Entries taken from a collection
+-------+

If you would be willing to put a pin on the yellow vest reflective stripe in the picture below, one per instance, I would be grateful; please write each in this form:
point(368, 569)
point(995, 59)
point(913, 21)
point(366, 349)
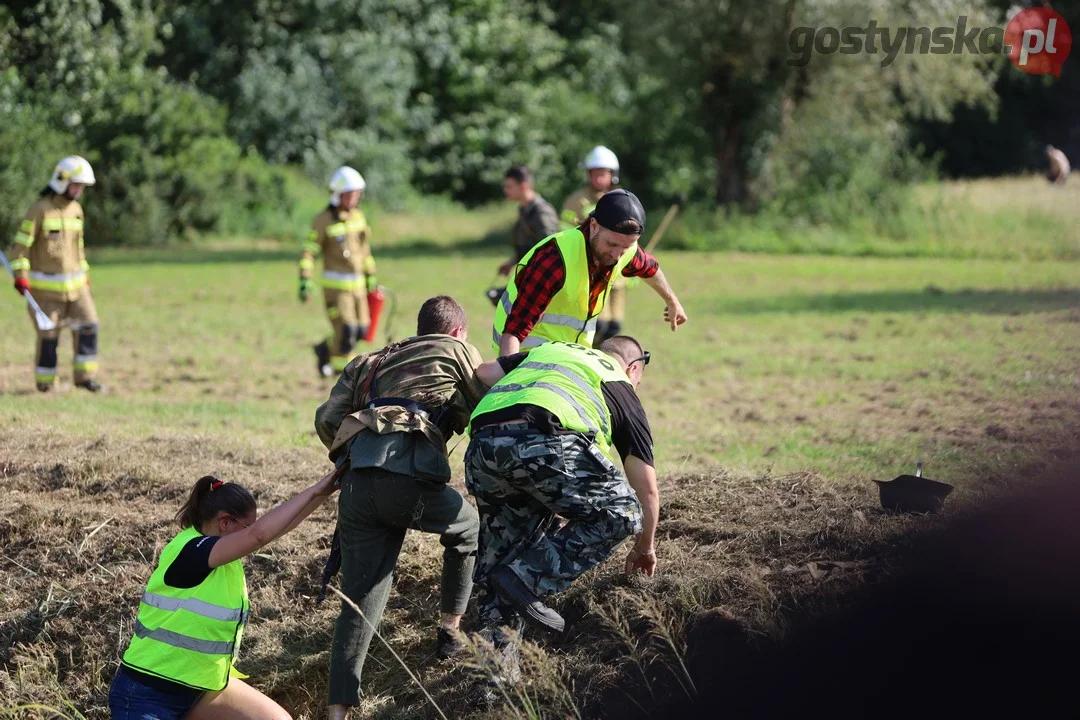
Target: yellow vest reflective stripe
point(566, 318)
point(25, 234)
point(190, 636)
point(342, 281)
point(565, 379)
point(56, 283)
point(352, 225)
point(53, 223)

+-------+

BRIEF
Output the lines above in full and exactly. Leave out every picture.

SOLUTION FOR THIS EXERCISE
If you would be willing to put a pin on the yellow vest reflective stripe in the picture below, one per instance, I would be grateful; please write each in this form:
point(368, 569)
point(995, 59)
point(913, 21)
point(366, 349)
Target: yellow vest reflective stripe
point(566, 318)
point(25, 234)
point(190, 636)
point(342, 281)
point(565, 379)
point(56, 283)
point(352, 225)
point(53, 223)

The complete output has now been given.